TASK PROMPT ▸ With the pictures left out, repeat every entry that follows exactly.
++++++++
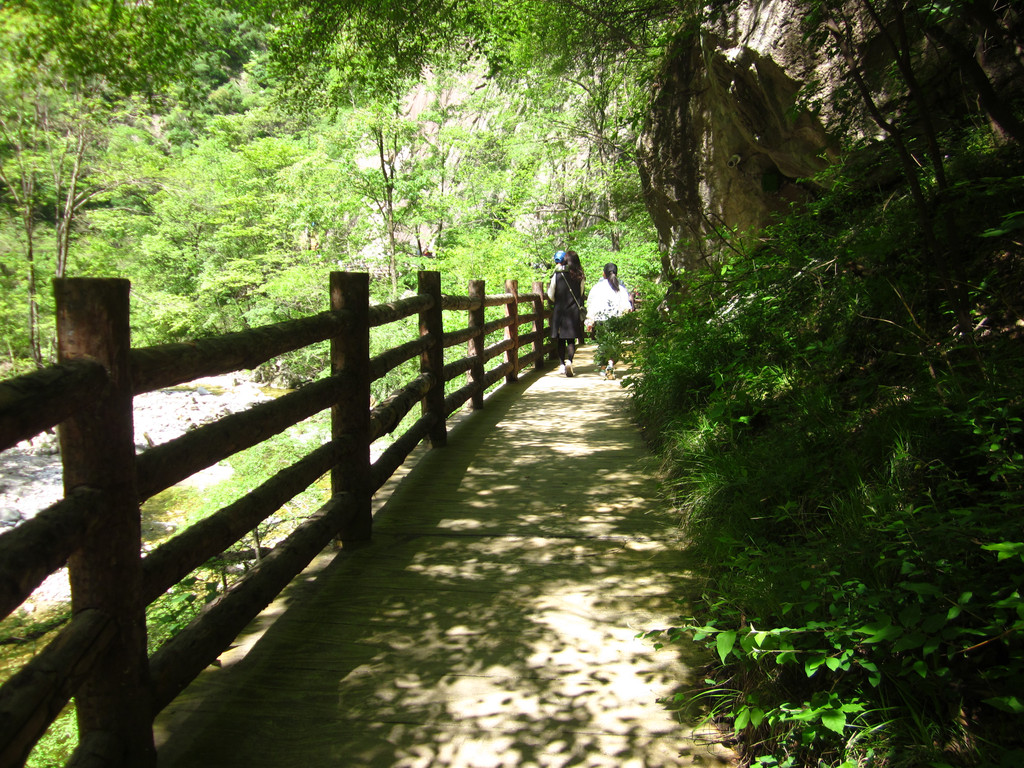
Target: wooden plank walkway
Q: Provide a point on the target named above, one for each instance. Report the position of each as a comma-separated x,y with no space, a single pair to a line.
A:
493,621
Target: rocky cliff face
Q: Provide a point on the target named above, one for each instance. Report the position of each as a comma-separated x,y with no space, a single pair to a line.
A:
++++++++
ANSWER SPACE ▸
Target: wooden plank walkway
Q: Provide a point on the target named above, one for each instance. Report the position of each as a comma-separated x,y with no space, a single pair to a line.
A:
493,621
Target: rocky cliff face
Q: Provide a point on the target named above, one for each instance. Report the position of each as a comma-separated x,y with no space, a single pair to a line.
A:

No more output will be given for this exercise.